Copy out the lines from the line with "Return one point per instance of the white shirt" to the line with "x=669 y=144", replacing "baby's" with "infant's" and changing nothing else.

-------------------------

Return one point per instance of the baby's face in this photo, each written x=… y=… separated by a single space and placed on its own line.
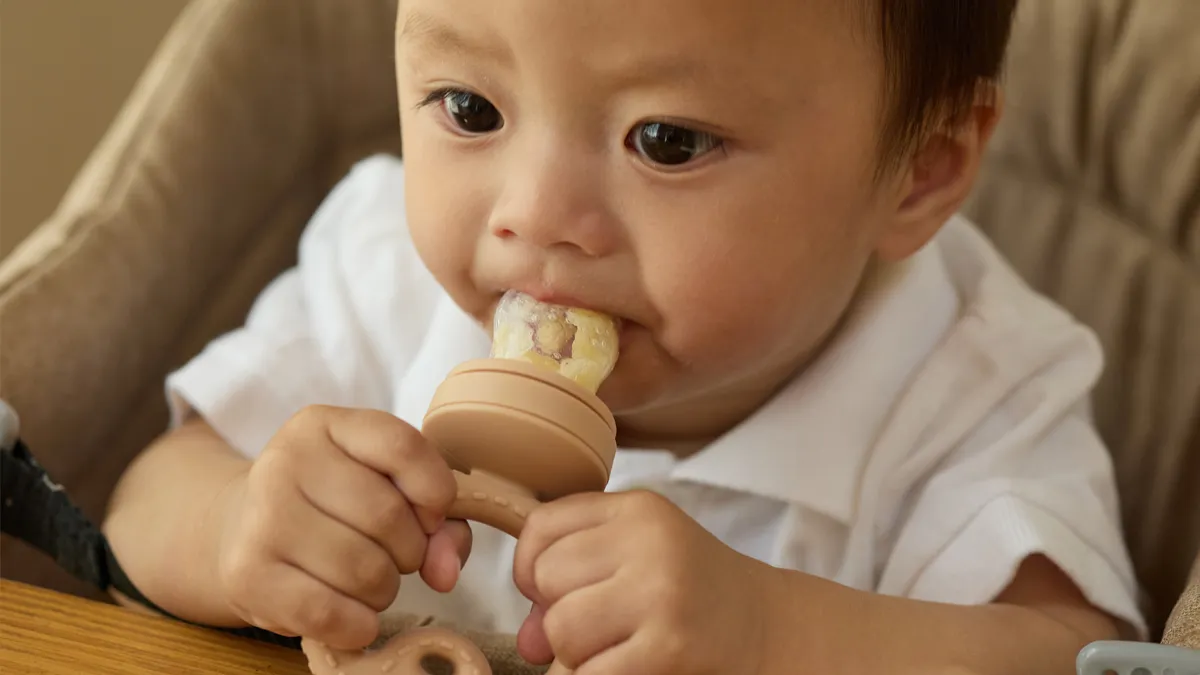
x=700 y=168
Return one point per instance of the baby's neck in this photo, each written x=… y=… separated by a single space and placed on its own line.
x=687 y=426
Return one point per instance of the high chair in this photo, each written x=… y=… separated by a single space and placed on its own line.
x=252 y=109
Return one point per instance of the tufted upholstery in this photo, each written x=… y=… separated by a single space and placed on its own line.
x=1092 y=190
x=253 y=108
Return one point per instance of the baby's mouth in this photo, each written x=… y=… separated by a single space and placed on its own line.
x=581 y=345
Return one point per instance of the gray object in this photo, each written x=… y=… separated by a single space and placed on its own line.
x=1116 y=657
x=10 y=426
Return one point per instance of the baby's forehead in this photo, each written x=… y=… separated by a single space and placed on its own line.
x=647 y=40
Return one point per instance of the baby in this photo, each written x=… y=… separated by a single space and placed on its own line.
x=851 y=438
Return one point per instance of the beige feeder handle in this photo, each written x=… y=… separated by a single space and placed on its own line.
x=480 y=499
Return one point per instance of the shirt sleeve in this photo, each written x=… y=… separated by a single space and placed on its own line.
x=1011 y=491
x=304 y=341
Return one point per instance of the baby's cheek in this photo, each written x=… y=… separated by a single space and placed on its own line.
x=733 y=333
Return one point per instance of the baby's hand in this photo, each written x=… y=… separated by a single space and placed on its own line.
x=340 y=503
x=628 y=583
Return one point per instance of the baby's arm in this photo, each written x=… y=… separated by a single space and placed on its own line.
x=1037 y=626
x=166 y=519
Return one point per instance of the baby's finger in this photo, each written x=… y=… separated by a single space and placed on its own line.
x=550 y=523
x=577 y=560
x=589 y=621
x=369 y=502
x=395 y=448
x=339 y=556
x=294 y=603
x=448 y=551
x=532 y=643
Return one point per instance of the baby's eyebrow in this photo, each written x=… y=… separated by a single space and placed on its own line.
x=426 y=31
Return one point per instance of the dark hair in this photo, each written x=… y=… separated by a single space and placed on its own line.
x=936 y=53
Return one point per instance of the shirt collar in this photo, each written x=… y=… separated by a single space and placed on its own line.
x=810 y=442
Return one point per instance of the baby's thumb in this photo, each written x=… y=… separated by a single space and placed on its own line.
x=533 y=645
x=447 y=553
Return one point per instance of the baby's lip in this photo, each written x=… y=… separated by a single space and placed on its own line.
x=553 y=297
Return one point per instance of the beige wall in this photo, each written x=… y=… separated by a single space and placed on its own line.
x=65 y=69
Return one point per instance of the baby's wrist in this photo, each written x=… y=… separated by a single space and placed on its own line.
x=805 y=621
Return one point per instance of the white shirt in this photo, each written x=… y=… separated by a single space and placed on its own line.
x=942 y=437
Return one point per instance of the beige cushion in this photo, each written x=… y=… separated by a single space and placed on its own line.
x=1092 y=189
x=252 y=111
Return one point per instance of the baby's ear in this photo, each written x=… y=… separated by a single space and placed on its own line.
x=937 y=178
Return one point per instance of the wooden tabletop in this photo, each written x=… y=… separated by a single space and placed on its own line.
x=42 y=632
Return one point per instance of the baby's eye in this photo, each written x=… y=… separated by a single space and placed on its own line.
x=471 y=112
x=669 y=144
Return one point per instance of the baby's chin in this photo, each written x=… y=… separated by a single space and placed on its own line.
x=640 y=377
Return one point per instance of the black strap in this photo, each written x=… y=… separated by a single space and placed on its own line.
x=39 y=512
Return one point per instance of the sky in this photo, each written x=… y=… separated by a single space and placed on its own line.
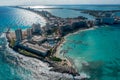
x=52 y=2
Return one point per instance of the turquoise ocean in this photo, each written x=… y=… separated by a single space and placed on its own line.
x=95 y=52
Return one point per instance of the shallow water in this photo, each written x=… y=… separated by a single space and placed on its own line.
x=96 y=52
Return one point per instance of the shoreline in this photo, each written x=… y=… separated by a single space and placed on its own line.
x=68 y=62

-------------------------

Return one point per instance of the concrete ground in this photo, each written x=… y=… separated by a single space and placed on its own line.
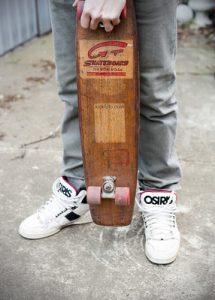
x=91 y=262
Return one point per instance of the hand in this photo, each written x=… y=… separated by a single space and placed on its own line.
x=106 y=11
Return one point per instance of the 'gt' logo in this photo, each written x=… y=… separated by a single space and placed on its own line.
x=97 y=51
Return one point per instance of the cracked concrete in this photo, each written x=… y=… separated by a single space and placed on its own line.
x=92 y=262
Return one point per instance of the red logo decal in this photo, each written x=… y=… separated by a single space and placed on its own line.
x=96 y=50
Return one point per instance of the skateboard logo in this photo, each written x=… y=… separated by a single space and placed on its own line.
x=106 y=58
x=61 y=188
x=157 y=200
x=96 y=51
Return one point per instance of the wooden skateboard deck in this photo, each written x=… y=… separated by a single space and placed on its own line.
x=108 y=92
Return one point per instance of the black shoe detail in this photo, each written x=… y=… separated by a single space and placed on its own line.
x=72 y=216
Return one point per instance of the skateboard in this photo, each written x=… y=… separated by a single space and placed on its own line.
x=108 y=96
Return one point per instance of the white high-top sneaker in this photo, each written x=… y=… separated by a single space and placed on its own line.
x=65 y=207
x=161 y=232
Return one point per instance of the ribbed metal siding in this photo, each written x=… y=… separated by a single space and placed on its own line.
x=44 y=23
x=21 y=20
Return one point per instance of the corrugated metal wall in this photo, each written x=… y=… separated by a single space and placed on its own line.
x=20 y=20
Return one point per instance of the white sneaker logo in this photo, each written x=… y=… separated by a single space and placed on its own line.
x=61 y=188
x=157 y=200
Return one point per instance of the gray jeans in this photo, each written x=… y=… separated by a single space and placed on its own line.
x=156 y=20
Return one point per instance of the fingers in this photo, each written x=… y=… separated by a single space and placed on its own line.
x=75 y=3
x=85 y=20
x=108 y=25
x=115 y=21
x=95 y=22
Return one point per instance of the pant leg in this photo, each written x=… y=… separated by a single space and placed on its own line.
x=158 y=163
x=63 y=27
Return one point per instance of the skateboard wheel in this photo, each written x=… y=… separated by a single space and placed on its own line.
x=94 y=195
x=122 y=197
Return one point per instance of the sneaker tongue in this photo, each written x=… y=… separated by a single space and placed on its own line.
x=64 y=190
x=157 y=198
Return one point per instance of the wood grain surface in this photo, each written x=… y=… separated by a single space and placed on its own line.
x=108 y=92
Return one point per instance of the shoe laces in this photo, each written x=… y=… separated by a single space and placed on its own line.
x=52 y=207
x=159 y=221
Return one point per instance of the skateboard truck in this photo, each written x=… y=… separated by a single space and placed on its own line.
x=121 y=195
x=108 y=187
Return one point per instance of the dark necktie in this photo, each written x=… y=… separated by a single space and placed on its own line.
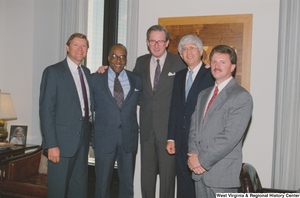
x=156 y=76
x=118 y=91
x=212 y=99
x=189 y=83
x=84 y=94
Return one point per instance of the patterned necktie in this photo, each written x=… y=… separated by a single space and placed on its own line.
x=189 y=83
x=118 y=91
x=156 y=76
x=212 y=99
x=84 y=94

-------------------------

**ANSWER TO THE TASK**:
Return one point per instance of the white shirt in this photo, each written x=… y=… separated by a single space and placed on its own line.
x=942 y=437
Return one point per instance of the beige cushion in this photo, each written x=… y=… separated by a single space and placed on its own line.
x=1092 y=189
x=252 y=111
Return one point per instance of the infant's ear in this photo, each written x=… y=… separated by a single space and placed on its own line.
x=937 y=178
Return one point per instance of the wooden tabletop in this photo, each written x=… y=… separated by a single space and placed on its own line.
x=42 y=632
Return one point per instance of the infant's eye in this photo, each written x=… y=… separated by a single space and placed on its own line.
x=471 y=112
x=669 y=144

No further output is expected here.